Phrase grounding data
☆ ☆ ☆ ☆ ☆
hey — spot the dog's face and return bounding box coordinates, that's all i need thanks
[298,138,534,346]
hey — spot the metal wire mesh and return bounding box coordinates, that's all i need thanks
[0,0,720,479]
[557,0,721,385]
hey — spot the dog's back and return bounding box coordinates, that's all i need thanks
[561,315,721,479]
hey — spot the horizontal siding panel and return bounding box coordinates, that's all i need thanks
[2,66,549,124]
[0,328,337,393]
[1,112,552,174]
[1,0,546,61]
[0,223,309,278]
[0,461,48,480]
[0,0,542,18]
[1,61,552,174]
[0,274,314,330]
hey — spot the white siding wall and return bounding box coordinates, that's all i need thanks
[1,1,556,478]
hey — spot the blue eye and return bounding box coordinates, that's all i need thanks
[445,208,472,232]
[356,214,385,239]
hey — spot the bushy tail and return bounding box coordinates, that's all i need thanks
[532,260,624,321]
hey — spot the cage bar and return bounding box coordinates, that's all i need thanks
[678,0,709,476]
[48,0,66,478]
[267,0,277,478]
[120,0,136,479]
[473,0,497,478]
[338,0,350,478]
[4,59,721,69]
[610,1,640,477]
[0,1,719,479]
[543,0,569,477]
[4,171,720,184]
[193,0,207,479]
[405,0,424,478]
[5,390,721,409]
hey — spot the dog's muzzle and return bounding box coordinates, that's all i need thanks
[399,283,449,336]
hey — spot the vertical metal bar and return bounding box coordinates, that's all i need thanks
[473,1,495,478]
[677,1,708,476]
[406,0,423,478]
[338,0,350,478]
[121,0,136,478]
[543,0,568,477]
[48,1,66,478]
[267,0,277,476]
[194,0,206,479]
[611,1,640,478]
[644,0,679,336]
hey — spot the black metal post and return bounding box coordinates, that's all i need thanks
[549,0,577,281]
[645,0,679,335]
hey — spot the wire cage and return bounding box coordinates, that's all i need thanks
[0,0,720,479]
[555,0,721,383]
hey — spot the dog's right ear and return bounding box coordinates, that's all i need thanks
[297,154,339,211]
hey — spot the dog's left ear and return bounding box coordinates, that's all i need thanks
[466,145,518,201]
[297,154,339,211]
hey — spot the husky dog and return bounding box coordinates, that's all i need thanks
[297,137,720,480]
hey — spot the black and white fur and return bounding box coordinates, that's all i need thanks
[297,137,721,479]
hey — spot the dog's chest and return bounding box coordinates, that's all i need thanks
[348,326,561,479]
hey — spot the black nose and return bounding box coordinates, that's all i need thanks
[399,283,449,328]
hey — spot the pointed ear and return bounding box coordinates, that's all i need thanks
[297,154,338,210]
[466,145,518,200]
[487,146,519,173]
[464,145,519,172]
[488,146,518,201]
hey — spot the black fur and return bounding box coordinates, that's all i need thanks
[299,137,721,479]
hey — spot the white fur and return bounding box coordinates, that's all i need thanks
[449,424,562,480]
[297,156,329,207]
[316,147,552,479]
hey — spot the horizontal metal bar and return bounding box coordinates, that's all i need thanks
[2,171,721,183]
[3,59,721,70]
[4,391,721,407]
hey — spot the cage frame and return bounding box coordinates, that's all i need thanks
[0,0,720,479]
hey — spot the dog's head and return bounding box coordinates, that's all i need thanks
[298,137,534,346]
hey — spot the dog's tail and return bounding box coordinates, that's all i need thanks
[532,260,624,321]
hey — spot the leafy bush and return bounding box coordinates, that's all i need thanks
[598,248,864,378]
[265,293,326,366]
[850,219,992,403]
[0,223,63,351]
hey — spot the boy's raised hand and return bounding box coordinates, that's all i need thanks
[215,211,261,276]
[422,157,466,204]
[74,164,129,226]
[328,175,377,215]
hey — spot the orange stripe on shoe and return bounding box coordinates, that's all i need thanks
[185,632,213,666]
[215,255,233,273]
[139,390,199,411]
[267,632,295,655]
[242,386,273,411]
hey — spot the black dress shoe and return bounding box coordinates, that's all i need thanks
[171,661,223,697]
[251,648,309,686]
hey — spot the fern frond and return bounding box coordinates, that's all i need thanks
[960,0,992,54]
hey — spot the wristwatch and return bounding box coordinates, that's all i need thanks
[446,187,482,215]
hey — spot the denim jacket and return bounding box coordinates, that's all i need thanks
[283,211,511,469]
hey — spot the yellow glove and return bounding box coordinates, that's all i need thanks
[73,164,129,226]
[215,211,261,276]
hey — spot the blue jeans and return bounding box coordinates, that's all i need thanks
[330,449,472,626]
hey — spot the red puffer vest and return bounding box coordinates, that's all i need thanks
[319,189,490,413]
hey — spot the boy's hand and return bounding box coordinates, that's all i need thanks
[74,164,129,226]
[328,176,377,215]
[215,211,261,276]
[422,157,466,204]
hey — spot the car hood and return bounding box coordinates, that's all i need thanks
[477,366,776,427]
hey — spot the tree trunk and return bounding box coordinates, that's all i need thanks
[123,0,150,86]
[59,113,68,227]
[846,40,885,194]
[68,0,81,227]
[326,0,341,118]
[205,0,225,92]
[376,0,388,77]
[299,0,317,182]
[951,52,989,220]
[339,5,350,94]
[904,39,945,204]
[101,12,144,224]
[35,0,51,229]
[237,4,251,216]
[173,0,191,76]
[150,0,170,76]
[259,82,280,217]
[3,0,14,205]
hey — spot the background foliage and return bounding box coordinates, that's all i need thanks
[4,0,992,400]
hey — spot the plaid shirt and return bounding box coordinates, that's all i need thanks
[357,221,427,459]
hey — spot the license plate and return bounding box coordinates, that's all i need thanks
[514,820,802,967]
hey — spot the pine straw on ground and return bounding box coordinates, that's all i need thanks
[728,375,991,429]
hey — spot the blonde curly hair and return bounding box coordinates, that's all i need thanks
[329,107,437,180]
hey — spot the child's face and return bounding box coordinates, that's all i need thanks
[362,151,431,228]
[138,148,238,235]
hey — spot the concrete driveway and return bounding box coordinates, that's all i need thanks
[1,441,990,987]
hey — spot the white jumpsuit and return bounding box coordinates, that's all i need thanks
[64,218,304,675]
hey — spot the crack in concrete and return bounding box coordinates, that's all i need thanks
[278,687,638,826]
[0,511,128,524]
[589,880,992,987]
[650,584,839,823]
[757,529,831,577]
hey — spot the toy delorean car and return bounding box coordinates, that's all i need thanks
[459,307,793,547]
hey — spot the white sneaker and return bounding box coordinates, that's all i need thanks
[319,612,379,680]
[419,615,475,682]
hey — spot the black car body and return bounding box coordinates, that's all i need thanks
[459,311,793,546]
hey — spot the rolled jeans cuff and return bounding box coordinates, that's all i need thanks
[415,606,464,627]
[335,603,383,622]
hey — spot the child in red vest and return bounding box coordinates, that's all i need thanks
☆ ☆ ☆ ☆ ☆
* _Directions_:
Using the same words as the original, repeat the records above.

* _Completed exercise_:
hey — spot the dog's face and return bounding box coordinates, that's all i need thanks
[298,138,534,346]
hey — spot the metal wire mesh and return bounding box coordinates, that's all i need thanks
[0,0,720,479]
[557,0,721,385]
hey — spot the dog's back and return bounding box coordinates, that's all i need thanks
[561,315,721,479]
hey — spot the horizontal siding panel and return bounding box coordinates, that's all i need thanks
[2,66,549,124]
[0,328,337,393]
[1,112,552,174]
[1,0,546,61]
[0,223,309,278]
[0,461,48,480]
[0,0,542,18]
[1,61,552,174]
[0,274,314,330]
hey — spot the white siding wall and return bounding box coordinates, that's all i need thanks
[1,1,556,478]
hey — spot the blue eye and return bounding box coordinates, that's all i need thanks
[445,208,472,232]
[356,214,385,239]
hey — spot the bushy tail and return bounding box coordinates, that's all i need thanks
[532,260,624,321]
hey — spot the cage bar and return bounding box coordinates, that's all i need thanks
[678,0,709,476]
[48,0,66,478]
[267,0,277,478]
[120,0,136,479]
[473,0,497,478]
[338,0,350,478]
[4,59,721,69]
[610,1,640,477]
[0,1,719,479]
[543,0,569,477]
[4,171,720,184]
[193,0,207,479]
[405,0,424,478]
[5,390,721,409]
hey — spot the dog's muzzle and return bounding box coordinates, that's all i need thanks
[399,283,449,336]
hey — spot the vertical metal bar and return bounding box coordinates, that's all i need thanks
[473,1,495,478]
[677,1,708,476]
[406,0,423,478]
[338,0,350,478]
[121,0,136,478]
[543,0,568,477]
[48,1,66,478]
[267,0,277,476]
[194,0,206,479]
[611,1,640,478]
[644,0,679,336]
hey — spot the black metal post and return bounding box coordinates, that's all i need thanks
[549,0,577,281]
[645,0,679,335]
hey — spot the wire cage and return bounding box coordinates, that's all i need thanks
[0,0,720,479]
[555,0,721,383]
hey — spot the dog's right ear and return bounding box coordinates, that's all i need thanks
[297,154,339,211]
hey — spot the dog's left ear and return bounding box coordinates, that's all i need thanks
[466,145,518,201]
[297,154,339,211]
hey — spot the husky dog and return bounding box coordinates, that's all i need thanks
[297,137,720,480]
hey — spot the black and white fur and return bounding box coordinates, that's all i need thanks
[297,137,721,479]
hey — spot the dog's chest and return bounding box coordinates, that's all i need thanks
[348,326,561,479]
hey — spot the black nose and return bounding box coordinates, that's all i need thanks
[399,283,449,328]
hey — spot the pointed ear and return bounding box coordinates, that's all i need thanks
[297,154,338,210]
[466,145,518,200]
[487,146,519,173]
[464,145,519,172]
[488,146,518,201]
hey — spot the black fur and return bounding box coordinates, that's all i need thanks
[299,137,721,479]
hey — spot the white fur and return bounding box coordinates, that's all i need thanks
[449,424,562,480]
[297,156,329,207]
[316,147,552,479]
hey — spot the horizontal metal bar and return bounding box coordinates, that's all i need thanks
[2,171,721,183]
[3,59,721,70]
[4,391,721,407]
hey — spot the cage frame and return bounding box coordinates, that's all i need thanks
[0,0,720,479]
hey — spot the dog's head and return bounding box coordinates, that's all i need thanks
[298,137,534,346]
hey — spot the dog's tail and return bounding box coordinates, that's all i need thanks
[532,260,624,321]
hey — spot the leafy bush and return bounding box coordinates, that's all i need thanks
[598,248,864,378]
[265,293,326,366]
[850,219,992,403]
[0,223,63,351]
hey — spot the boy's raised hand and return bounding box coordinates, that's all i need thanks
[215,211,261,276]
[422,157,466,204]
[74,164,129,226]
[328,175,377,215]
hey — spot the orange stripe on shoe and return bounding box coordinates, that's all i need thanks
[185,632,213,666]
[215,255,233,273]
[139,390,199,411]
[267,632,295,655]
[242,386,273,411]
hey — spot the black dress shoe and return bounding box coordinates, that's all i need thanks
[171,661,223,697]
[251,648,309,686]
hey — spot the fern frond and return bounding box coordinates, that's all i need thanks
[960,0,992,54]
hey — spot the wristwatch and return bounding box coordinates, that's all i need thanks
[446,187,482,215]
hey — spot the denim jacket and return bounding box coordinates, that's all i need thanks
[283,211,511,469]
hey — spot the yellow glove and return bounding box coordinates, that's all i need thanks
[73,164,129,226]
[215,211,261,276]
hey — spot the blue jeans and return bounding box coordinates, that's all i need thanks
[330,449,472,626]
hey — spot the red puffer vest and return bounding box coordinates, that's all i need thanks
[319,189,490,413]
hey — spot the boy's hand and return bounding box coordinates, that's all i need thanks
[74,164,129,226]
[328,176,377,215]
[215,211,261,276]
[422,157,466,204]
hey — spot the car hood and return bounding box coordinates, that's all i need thanks
[477,366,776,427]
hey — spot the tree trunk and return bounding box coordinates, that's all i need thanks
[123,0,150,86]
[59,113,68,227]
[846,40,885,194]
[68,0,81,227]
[326,0,341,118]
[205,0,225,92]
[376,0,388,77]
[299,0,317,182]
[951,52,989,220]
[339,5,350,94]
[904,39,945,204]
[101,12,144,224]
[35,0,51,229]
[237,4,251,216]
[173,0,191,76]
[150,0,170,76]
[259,82,280,217]
[3,0,14,205]
hey — spot the background foliage and return bounding box coordinates, that's all i need thanks
[4,0,992,400]
hey — spot the plaid shirt and return bounding box coordinates, that's all i need thanks
[357,221,427,459]
hey — spot the license plate and return bounding box coordinates, that's all i need thanks
[514,820,802,967]
hey — spot the pine straw on ground and return bounding box coordinates, that's all i need thanks
[728,375,991,429]
hey — spot the blonde curly hair and return bounding box coordinates, that's all i need thanks
[329,107,437,180]
hey — spot the child's face and return bounding box coordinates, that's all i need thanks
[362,151,431,228]
[138,148,238,235]
hey — spot the concrete driveway and return bounding box coordinates, that's all i need thanks
[1,441,990,987]
hey — spot the white jumpsuit and return bounding box coordinates, that's all i need thanks
[64,218,304,675]
hey — spot the crack in concrete and return bounding box coordinates, that's all i need thanks
[278,687,638,826]
[0,511,128,524]
[589,880,992,987]
[650,584,839,823]
[757,529,831,577]
hey — spot the toy delorean car and return bounding box coordinates, that's all i need thanks
[459,307,793,547]
hey — spot the white sneaker and return bounding box coordinates, that's all i need thanks
[319,612,379,680]
[419,615,475,682]
hey — spot the black car body and return bounding box coordinates, that's all i need thanks
[459,311,793,546]
hey — spot the rolled jeans cuff and return bounding box coordinates, that's all i need thanks
[415,606,464,627]
[335,603,383,622]
hey — spot the child in red vest and return bounding box coordinates, that's all i need thanks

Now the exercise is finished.